WHAT THE TASK ASKS - Please swap every "Target" in the listing for "Object" and leave the rest of each line as it is.
****************
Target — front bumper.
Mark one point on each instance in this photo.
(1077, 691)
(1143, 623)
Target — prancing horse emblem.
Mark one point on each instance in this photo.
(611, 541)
****************
RESULT OF THIS EXERCISE -
Object — front bumper.
Mark one point on each instance in this photo.
(1077, 691)
(1143, 623)
Object — prancing horse emblem.
Mark one point on each instance in this photo.
(611, 541)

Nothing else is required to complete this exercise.